What this task involves.
Put the lines of the listing below into a numbered list, from the line with "Game engine object recognition — detect fallen" up to and including the line with "290, 369, 462, 410", skipping any blank lines.

# Data provided start

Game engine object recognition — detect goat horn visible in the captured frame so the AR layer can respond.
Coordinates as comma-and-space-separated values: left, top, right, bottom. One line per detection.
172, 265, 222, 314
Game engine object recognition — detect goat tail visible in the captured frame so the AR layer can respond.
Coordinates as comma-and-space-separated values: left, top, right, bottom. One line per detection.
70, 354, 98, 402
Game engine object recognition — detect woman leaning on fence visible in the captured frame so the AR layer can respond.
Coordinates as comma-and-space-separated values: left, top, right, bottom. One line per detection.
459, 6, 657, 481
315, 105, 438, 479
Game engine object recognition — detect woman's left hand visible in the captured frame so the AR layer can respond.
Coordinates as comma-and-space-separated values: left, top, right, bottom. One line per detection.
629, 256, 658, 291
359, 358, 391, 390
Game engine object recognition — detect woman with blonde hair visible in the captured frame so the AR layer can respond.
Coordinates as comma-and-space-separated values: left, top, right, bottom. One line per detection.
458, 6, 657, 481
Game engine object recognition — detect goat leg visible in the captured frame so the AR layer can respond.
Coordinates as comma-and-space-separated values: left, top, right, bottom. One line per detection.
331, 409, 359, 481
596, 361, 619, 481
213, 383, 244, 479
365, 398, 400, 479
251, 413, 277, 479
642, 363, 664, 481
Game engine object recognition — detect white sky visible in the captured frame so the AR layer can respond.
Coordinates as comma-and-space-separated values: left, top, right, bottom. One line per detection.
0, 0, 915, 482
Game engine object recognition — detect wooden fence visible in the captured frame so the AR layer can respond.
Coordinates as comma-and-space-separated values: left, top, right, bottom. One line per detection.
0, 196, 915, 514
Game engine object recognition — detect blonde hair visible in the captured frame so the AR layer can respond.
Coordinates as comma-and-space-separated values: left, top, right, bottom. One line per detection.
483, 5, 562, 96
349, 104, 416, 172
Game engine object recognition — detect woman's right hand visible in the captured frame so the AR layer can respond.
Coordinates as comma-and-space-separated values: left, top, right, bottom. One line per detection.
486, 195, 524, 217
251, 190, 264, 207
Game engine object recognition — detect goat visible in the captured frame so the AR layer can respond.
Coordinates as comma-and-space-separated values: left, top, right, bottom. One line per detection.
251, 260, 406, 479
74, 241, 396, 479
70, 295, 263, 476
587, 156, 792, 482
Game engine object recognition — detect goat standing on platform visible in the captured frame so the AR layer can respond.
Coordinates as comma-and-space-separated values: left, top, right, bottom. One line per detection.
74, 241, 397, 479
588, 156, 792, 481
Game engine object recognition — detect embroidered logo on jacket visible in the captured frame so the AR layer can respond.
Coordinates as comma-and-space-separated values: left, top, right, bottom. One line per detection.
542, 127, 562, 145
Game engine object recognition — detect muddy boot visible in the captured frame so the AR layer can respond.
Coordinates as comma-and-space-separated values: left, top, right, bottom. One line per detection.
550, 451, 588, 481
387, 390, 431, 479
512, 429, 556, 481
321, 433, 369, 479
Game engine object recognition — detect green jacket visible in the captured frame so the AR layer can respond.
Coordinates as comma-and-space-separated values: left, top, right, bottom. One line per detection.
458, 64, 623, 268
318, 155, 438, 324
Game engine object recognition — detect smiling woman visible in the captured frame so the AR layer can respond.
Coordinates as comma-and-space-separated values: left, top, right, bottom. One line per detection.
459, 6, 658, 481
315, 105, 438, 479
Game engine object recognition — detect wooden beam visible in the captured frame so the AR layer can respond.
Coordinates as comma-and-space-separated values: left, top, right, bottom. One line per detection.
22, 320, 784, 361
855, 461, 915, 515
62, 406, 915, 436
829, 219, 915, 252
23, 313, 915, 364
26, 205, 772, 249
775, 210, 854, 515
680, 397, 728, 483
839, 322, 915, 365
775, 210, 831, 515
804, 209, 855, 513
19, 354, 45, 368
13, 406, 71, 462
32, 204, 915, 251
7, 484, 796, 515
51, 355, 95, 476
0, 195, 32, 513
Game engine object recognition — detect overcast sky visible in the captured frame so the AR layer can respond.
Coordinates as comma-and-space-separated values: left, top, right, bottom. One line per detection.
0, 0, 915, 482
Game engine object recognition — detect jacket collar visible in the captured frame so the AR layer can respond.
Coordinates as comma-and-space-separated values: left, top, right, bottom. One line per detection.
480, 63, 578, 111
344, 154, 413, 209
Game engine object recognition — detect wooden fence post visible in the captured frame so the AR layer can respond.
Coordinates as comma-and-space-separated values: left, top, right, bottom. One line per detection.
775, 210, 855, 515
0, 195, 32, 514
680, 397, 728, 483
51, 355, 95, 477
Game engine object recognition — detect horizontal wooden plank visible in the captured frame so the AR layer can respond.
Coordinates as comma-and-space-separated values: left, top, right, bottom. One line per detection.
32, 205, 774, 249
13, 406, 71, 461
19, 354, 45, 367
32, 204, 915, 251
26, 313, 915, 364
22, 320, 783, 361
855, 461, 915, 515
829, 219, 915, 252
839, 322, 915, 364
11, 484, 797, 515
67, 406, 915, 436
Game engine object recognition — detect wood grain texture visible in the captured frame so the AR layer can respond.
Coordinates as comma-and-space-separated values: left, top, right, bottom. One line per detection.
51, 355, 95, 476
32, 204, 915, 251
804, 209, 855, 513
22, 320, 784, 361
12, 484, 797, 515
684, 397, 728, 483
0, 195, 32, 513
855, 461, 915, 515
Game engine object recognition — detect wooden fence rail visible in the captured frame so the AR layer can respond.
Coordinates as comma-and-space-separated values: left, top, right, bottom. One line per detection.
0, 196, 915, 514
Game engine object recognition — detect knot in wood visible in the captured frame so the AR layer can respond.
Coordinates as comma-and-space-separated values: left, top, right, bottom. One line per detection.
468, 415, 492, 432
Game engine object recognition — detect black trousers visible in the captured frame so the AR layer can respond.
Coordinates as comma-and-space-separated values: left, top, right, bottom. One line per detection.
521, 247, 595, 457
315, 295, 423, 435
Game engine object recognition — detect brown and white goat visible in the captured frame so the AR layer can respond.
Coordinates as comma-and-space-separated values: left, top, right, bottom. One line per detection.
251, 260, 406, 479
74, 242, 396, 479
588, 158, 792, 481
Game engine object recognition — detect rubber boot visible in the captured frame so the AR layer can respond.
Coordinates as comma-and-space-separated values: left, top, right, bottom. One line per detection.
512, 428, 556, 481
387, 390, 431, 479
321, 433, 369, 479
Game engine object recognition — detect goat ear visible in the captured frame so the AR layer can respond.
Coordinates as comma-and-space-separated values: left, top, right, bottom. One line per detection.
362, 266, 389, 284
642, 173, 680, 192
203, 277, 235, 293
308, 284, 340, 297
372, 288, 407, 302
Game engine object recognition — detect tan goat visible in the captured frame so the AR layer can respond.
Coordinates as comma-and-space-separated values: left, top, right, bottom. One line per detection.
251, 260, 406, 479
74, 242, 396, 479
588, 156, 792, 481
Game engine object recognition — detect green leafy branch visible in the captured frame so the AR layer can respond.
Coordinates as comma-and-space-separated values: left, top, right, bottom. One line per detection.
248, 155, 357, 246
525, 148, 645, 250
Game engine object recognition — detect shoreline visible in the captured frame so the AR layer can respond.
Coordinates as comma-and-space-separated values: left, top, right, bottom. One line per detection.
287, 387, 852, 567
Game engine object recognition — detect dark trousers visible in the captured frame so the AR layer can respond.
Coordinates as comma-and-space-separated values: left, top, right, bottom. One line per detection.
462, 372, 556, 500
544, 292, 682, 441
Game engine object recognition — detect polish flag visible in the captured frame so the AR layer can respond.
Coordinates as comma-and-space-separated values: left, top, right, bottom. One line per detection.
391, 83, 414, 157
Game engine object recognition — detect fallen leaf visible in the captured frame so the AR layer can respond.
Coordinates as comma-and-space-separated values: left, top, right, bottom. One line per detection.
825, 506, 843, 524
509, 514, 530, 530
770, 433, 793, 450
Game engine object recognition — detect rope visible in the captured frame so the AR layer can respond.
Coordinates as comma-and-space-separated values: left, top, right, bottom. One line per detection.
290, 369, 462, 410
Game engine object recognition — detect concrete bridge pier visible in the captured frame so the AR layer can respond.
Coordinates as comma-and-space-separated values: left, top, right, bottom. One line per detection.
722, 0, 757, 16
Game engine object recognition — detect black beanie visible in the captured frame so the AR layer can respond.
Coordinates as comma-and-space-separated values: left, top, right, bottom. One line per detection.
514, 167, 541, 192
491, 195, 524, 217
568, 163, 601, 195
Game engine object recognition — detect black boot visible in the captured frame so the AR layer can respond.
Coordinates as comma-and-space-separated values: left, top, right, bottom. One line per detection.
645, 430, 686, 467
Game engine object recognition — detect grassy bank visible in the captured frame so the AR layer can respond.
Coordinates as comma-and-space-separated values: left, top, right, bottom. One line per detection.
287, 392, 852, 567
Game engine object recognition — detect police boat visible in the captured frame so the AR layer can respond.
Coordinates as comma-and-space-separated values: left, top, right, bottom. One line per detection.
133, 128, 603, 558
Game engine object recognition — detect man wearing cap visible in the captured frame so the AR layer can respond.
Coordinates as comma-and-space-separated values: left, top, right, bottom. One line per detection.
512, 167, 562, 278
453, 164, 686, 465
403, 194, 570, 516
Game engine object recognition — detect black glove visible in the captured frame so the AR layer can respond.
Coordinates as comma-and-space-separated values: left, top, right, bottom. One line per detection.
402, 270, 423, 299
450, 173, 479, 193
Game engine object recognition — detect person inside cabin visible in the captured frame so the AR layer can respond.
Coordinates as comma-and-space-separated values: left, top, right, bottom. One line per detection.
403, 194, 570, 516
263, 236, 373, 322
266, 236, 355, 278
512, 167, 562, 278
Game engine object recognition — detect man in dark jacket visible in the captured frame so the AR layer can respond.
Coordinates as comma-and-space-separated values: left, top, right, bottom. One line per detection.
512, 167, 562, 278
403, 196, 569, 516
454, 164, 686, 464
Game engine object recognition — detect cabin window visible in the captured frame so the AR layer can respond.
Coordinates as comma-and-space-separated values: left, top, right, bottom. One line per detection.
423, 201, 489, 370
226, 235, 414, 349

# Data provided end

Result of this task.
1. Game engine object recognition — detect fallen leaf visible in the captured frame so the AR layer can respond.
2. Coordinates as comma-and-space-separated values: left, top, right, bottom. One line per detection.
3. 825, 506, 843, 524
4. 509, 514, 530, 530
5. 770, 433, 793, 450
6. Game engine object recognition — detect rope visible in the captured frame so the AR layer can respond.
7. Coordinates as comma-and-space-separated values: left, top, right, bottom. One line per detection.
8. 290, 369, 462, 410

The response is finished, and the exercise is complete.